[Problem to solve] Retype, without alteration, every line between the line holding "indicate the shrub, a point for each instance" and the line holding "column 159, row 138", inclusive.

(Dataset rows)

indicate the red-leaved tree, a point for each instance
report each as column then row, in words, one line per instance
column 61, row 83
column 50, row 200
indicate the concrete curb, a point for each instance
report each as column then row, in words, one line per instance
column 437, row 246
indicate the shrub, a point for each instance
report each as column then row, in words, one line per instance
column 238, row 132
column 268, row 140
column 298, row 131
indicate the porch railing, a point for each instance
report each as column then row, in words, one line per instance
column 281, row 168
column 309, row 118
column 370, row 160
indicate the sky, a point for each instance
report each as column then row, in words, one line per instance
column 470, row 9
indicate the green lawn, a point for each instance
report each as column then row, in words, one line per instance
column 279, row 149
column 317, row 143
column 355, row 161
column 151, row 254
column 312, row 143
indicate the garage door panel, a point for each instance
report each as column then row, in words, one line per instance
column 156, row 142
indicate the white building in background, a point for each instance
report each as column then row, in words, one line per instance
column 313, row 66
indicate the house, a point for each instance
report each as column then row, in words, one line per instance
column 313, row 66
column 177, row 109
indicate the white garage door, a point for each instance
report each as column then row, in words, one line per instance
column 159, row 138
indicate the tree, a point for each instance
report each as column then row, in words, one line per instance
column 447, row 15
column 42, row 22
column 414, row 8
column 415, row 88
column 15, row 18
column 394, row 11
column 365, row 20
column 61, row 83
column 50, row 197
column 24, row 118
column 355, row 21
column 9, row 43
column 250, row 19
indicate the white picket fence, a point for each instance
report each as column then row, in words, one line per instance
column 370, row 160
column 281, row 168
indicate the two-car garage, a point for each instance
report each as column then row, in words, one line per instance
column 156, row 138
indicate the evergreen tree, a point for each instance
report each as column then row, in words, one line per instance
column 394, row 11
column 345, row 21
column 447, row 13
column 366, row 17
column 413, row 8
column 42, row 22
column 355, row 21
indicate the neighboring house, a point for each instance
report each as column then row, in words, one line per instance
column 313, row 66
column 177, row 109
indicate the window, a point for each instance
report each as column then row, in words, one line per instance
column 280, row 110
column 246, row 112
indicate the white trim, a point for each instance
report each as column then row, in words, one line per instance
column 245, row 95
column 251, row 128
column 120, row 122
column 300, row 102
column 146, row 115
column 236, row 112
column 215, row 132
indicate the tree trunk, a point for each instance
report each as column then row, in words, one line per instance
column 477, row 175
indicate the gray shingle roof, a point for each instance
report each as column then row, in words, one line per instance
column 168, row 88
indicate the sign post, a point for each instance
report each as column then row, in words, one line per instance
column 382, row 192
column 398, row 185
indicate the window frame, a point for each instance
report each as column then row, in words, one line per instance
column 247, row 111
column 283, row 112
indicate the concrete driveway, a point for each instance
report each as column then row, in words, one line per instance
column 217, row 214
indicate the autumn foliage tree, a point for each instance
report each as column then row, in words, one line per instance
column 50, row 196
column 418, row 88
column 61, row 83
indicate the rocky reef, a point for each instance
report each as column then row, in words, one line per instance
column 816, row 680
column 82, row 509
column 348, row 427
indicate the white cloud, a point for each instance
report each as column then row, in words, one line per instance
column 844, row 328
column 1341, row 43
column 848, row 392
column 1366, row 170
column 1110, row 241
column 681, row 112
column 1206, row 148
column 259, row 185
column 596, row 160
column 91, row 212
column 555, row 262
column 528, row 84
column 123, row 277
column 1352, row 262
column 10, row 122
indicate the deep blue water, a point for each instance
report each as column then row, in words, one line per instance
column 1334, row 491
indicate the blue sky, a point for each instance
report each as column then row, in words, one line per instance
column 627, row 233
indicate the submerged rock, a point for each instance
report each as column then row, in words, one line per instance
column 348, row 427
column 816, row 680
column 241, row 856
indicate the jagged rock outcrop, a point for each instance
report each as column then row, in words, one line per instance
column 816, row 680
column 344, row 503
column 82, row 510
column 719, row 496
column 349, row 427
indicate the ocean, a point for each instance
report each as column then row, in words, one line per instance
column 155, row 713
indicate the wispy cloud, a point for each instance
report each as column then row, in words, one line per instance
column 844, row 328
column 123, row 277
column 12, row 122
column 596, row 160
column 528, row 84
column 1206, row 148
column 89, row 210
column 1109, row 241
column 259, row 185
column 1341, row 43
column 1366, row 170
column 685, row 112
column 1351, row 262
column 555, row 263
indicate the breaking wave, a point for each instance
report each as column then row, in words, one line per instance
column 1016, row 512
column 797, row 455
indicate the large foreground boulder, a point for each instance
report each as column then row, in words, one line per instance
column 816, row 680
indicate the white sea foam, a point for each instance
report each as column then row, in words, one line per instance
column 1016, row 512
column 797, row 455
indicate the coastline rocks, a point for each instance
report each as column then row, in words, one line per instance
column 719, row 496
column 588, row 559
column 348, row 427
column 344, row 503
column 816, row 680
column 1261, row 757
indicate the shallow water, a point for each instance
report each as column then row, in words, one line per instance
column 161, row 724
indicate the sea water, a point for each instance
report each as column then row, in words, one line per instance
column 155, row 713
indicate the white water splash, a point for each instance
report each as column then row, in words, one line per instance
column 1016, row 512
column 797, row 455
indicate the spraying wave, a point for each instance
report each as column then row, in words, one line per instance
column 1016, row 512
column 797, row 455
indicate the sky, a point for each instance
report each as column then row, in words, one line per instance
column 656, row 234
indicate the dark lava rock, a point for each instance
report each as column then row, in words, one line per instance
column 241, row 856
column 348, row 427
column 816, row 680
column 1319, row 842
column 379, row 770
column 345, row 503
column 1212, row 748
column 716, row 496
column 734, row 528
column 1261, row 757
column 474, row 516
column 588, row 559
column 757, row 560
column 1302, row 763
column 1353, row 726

[Response below]
indicate the shrub, a point for each instance
report each as column then row, in words, one line per instance
column 238, row 132
column 268, row 140
column 298, row 131
indicate the porch railing, a point for each instance
report each as column then row, in words, one line per instance
column 281, row 168
column 309, row 118
column 370, row 160
indicate the sky, a point for each instance
report each as column then row, in words, one line per instance
column 470, row 9
indicate the green lawn, a point for each instance
report each as column then row, in words, one line per instance
column 279, row 149
column 317, row 143
column 355, row 161
column 151, row 254
column 312, row 143
indicate the garage door panel, a point for each instance
report each as column then row, in words, one line per instance
column 156, row 142
indicate the white building in background, a point for each instance
report each as column then row, in words, one line per instance
column 313, row 66
indicate the house, a point for each instance
report each as column then row, in words, one line per instance
column 313, row 66
column 177, row 109
indicate the white garage door, a point for each instance
report each as column then row, in words, one line per instance
column 159, row 138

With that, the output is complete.